WHAT YOU HAVE TO DO
In the passage below about an accordionist at Chez Lulu, copy the part starting with "Accordionist Joe Zasa" and going on through "place and time.", renaming "Zasa" to "Zito" everywhere it appears in that part.

PASSAGE TO READ
■ ■ ■ ■ ■

Accordionist Joe Zasa winks at a pair of women diners as the romantic, ominous strains of The Godfather theme recast Chez Lulu from funky Paris bistro to a 1960s Sicilian cafe. Zasa, who bears an uncanny resemblance to a grandfatherly Robert De Niro, uses his big hands to press accordion buttons and scurry across the white keys as he roams from table to table to take requests and chat with patrons. One of the women asks for “Smoke Gets in Your Eyes,” while the other wants to hear “Mack the Knife,” inspiring Zasa to acknowledge, “Yeah, that’s good stuff, ya know?” A flurry of movie themes soon follows as “Climb Every Mountain,” “I Could Have Danced All Night,” and “As Time Goes By” transport the dinner crowd to another place and time.

■ ■ ■ ■ ■

EXTRACTED MATERIAL
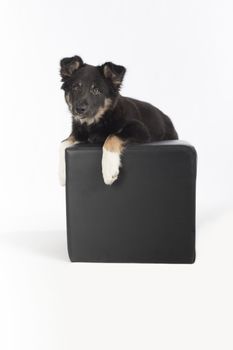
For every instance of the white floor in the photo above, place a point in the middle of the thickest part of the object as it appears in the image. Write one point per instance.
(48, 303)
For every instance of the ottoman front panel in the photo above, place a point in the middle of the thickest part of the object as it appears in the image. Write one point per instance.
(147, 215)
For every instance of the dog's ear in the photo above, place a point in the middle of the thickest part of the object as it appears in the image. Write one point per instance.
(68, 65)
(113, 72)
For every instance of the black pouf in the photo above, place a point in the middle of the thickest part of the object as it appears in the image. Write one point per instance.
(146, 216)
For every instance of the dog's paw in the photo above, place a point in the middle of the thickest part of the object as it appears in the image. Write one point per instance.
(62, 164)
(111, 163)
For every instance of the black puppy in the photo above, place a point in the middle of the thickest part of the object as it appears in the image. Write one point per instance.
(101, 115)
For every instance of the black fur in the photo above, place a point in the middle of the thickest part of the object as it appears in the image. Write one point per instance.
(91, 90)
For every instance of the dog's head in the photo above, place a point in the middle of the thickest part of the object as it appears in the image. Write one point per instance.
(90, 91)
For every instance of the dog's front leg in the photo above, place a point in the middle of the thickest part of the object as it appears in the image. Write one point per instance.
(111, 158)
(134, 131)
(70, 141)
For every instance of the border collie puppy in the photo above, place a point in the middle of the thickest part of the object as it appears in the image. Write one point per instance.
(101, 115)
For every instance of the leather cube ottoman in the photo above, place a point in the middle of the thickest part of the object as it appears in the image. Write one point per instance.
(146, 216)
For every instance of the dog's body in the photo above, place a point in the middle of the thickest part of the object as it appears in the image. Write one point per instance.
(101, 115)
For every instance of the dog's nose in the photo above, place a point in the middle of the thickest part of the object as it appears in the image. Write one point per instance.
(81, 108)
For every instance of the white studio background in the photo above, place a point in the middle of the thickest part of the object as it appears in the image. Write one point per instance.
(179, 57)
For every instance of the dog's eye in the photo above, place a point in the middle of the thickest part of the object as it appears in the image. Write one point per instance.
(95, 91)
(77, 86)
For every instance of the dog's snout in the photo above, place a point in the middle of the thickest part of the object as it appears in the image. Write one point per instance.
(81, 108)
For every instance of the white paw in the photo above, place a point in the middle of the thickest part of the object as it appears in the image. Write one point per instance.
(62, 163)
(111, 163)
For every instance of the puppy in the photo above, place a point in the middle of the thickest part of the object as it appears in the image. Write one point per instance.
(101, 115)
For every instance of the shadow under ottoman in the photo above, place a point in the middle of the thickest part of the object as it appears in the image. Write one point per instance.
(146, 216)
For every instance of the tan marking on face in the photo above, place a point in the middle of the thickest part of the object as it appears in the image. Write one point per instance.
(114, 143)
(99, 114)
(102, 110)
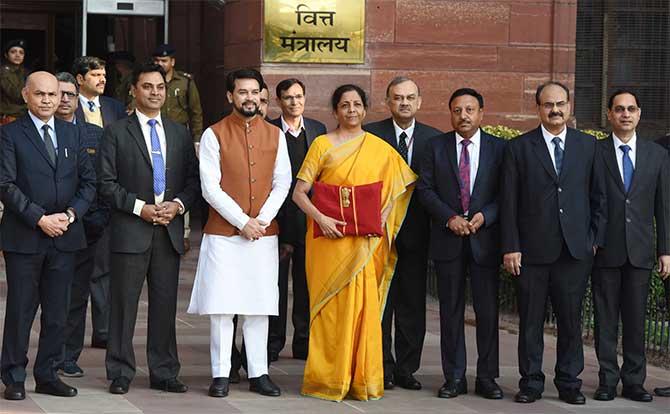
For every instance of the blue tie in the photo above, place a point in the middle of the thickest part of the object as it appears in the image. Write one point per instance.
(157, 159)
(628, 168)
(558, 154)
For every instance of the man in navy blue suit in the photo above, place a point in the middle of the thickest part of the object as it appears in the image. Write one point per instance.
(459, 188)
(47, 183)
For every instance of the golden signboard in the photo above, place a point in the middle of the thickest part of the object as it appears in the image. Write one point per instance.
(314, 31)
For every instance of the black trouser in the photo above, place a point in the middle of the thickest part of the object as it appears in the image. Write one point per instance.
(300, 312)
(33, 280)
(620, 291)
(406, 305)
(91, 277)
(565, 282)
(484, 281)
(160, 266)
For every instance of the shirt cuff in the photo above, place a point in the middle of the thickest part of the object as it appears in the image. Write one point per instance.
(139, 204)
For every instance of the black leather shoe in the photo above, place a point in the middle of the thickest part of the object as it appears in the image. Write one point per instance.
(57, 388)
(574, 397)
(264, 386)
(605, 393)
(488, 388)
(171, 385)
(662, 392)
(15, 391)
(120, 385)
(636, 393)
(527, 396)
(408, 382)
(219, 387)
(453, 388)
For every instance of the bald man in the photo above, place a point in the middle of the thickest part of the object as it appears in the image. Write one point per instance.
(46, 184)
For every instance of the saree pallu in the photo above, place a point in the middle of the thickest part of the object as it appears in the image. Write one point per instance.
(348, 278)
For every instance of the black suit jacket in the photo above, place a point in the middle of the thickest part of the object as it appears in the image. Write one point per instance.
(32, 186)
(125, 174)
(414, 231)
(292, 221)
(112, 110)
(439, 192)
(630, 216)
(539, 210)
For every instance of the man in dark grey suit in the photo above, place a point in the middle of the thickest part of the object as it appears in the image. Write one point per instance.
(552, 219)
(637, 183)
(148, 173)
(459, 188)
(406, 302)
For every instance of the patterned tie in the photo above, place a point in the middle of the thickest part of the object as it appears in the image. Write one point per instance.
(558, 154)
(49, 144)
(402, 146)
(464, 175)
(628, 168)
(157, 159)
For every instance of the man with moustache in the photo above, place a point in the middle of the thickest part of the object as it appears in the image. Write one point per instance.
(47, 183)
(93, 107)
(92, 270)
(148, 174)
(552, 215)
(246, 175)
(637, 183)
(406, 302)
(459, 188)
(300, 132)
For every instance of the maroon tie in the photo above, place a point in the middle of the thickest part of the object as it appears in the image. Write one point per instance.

■ ■ ■ ■ ■

SOLVED PROBLEM
Accordionist Joe Zito winks at a pair of women diners as the romantic, ominous strains of The Godfather theme recast Chez Lulu from funky Paris bistro to a 1960s Sicilian cafe. Zito, who bears an uncanny resemblance to a grandfatherly Robert De Niro, uses his big hands to press accordion buttons and scurry across the white keys as he roams from table to table to take requests and chat with patrons. One of the women asks for “Smoke Gets in Your Eyes,” while the other wants to hear “Mack the Knife,” inspiring Zito to acknowledge, “Yeah, that’s good stuff, ya know?” A flurry of movie themes soon follows as “Climb Every Mountain,” “I Could Have Danced All Night,” and “As Time Goes By” transport the dinner crowd to another place and time.